■ Problema proposto:
Converta as linhas das entradas abaixo em uma lista numerada, omitindo as linhas em branco.

——————————

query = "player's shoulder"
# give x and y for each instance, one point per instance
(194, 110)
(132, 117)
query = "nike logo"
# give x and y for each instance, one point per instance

——————————

■ Resolução do exercício:
1. query = "player's shoulder"
2. # give x and y for each instance, one point per instance
3. (194, 110)
4. (132, 117)
5. query = "nike logo"
6. # give x and y for each instance, one point per instance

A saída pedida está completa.